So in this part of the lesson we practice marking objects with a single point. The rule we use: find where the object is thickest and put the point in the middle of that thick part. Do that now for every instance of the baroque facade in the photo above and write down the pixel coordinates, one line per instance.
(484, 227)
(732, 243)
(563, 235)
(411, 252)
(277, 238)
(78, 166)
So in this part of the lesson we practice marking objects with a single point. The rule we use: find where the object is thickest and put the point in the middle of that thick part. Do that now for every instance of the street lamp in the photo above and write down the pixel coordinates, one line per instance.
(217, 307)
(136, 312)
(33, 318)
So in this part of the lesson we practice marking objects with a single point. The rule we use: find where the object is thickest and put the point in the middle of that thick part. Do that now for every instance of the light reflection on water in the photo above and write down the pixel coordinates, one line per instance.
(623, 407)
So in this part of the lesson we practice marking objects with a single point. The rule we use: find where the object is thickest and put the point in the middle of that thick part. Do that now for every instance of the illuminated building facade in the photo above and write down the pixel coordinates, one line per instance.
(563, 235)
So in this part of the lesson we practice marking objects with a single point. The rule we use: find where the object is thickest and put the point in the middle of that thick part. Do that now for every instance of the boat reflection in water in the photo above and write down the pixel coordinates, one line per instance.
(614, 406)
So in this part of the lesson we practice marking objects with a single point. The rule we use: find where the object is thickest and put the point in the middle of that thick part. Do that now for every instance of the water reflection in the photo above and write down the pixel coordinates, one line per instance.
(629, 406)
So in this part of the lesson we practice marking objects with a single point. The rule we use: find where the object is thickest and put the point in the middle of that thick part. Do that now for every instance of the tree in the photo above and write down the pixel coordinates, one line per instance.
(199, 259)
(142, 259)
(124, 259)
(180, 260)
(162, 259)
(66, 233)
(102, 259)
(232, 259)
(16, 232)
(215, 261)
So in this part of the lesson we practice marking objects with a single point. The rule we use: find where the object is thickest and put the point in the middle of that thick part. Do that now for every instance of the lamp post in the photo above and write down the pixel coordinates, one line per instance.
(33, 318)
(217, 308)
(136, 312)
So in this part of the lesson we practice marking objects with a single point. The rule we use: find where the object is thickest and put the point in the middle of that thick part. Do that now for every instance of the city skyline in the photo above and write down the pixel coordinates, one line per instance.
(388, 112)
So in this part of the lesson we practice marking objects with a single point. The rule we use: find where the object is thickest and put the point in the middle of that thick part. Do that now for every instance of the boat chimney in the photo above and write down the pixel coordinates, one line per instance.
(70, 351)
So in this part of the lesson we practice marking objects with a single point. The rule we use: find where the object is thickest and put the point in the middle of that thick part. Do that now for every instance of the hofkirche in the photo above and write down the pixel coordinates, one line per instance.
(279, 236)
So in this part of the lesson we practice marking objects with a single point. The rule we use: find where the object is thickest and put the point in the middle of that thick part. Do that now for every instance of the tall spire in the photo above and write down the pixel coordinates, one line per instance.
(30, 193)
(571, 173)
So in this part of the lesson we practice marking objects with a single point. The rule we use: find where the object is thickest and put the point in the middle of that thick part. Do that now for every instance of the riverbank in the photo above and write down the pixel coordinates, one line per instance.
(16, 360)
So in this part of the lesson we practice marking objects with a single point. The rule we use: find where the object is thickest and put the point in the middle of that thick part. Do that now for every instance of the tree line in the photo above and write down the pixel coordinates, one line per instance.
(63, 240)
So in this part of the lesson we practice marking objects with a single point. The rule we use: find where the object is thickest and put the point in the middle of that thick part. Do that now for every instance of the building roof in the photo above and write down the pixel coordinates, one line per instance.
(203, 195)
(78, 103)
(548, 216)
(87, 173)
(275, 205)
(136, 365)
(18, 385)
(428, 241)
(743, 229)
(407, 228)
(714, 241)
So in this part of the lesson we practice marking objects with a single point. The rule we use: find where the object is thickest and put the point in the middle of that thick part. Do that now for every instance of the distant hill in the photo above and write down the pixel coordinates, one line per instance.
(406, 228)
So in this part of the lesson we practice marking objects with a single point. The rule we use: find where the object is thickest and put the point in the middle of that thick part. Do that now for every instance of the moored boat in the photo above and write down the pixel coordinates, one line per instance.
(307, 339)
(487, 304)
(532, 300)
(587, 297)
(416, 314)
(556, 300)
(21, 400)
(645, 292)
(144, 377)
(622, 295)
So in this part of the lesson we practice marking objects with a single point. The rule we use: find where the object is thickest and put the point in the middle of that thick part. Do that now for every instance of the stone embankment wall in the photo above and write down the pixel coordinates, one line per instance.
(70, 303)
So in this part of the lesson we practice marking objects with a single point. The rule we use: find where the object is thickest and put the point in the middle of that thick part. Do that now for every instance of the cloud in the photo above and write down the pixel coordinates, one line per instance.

Directions: Each record above should be transcribed exactly.

Exercise result:
So in this part of the lesson we practice marking objects with a single point. The rule we use: find where the object is thickest and put the point in the middle of that thick part. Do that now for every instance of the baroque facade in the photo above and write down the pixel coordinates, one line per instance.
(484, 227)
(732, 243)
(563, 235)
(411, 252)
(277, 238)
(78, 166)
So in this part of the lesson we practice marking objects with a single point. The rule we use: find where the object is thickest and put the point in the middle of that thick part. Do that now for every instance of the street lamp in the photo above and write down the pixel coordinates, one line per instance.
(217, 307)
(136, 312)
(33, 318)
So in this part of the lesson we practice marking objects with a single point. The rule we use: find where the object is thickest and put the point in the middle of that thick part. Do that now for every instance of the light reflection on water in the photo above and write down the pixel coordinates, one line per instance.
(623, 407)
So in this part of the lesson we practice marking objects with a single point. The rule we use: find where the object is thickest and put the point in the middle of that thick part. Do that now for every instance of the illuminated building facade in the photo above and write down the pixel coordinates, one line per instance.
(563, 235)
So in this part of the lesson we practice marking objects with a single point. The rule we use: find where the object is thickest and put the point in the middle of that thick part. Do that now for every instance of the boat reflection in water in the photo above and write down the pixel coordinates, one line per instance.
(614, 406)
So in this part of the lesson we practice marking objects with a single point. The rule we use: find where the object is thickest and put the point in the middle of that thick part. Do that now for every instance of the water reflection in the photo above and write down the pixel coordinates, one line per instance.
(629, 406)
So in this part of the lesson we practice marking objects with a single point. The rule we use: find where the object is thickest and put the point in the middle of that thick part. Do that now for every instance of the tree in the photo above and write down the pixel coordinates, one line per instance.
(199, 259)
(142, 259)
(124, 259)
(180, 260)
(162, 259)
(66, 233)
(102, 259)
(232, 259)
(16, 232)
(215, 261)
So in this part of the lesson we practice marking objects with a single point. The rule we use: find where the object is thickest and put the point in the middle of that thick part. Do that now for every instance of the lamp post in the photo above and write down the pixel coordinates, one line per instance.
(33, 318)
(217, 308)
(136, 312)
So in this part of the lesson we practice marking objects with a single point. The rule we use: find where the object is thickest and put the point in the middle of that thick part. Do that now for every instance of the city skyline in the photo above and write down the pixel coordinates, one line per instance.
(388, 112)
So in this part of the lesson we practice marking objects with a single point. The rule we use: find where the object is thickest and put the point in the middle of that thick part. Do that now for every instance of the boat chimney in the photo above and write down the pixel coordinates, one line per instance.
(70, 351)
So in this part of the lesson we practice marking objects with a single point. The rule we use: find where the object is thickest and put the point in the middle of that thick part. Do that now for every instance of the hofkirche in the photo above and write down the pixel coordinates, one line per instance.
(279, 236)
So in this part of the lesson we practice marking objects with a single point. The rule we use: find where the object is thickest and put the point in the middle of that thick part. Do that now for every instance of the tall spire in the photo above and write down the pixel coordinates, one line per instance.
(30, 193)
(571, 173)
So in this part of the lesson we practice marking objects with a single point. The rule we use: find where the object is thickest and put the point in the middle of that thick part. Do that now for every instance of the riverbank in the photo above and write down the pixel coordinates, one line per instance.
(16, 360)
So in this part of the lesson we practice marking objects with a single point. The rule we use: find where the object is thickest and put the point in the middle of that thick part. Do that now for every instance of the tree line in the photo above and write down the pixel coordinates, one line per instance.
(63, 240)
So in this part of the lesson we practice marking objects with a single point. The rule we use: find where the object is thickest and put the point in the middle of that thick part. Do that now for every instance of the building roof in the photo above and write down the pixel coordinates, one line per instance.
(203, 195)
(78, 103)
(548, 216)
(87, 173)
(275, 205)
(136, 365)
(18, 385)
(428, 241)
(743, 229)
(407, 228)
(714, 241)
So in this part of the lesson we practice marking objects with a single point. The rule we use: find where the object is thickest and put the point in the middle of that thick part. Do that now for every instance of the distant hill in the photo above and write down the pixel coordinates, one line per instance.
(406, 228)
So in this part of the lesson we practice marking objects with a single point. The rule we use: find where the object is thickest and put the point in the middle of that thick part. Do that now for every instance of the moored boat in the photo above and write down the pixel coordinates, one line per instance.
(307, 339)
(487, 304)
(532, 300)
(587, 297)
(416, 314)
(556, 300)
(21, 400)
(645, 292)
(144, 377)
(622, 295)
So in this part of the lesson we practice marking objects with a single point. The rule we use: find where the object is thickest and put the point in the middle of that thick part. Do that now for every instance of the stone embankment wall in the photo above and write down the pixel coordinates, one line per instance.
(70, 303)
So in this part of the lesson we practice marking objects with a single point. The rule we use: find where the object is thickest and put the point in the middle of that thick part. Do that now for every instance of the cloud in the photo above and write down the pixel coordinates, one line per instance.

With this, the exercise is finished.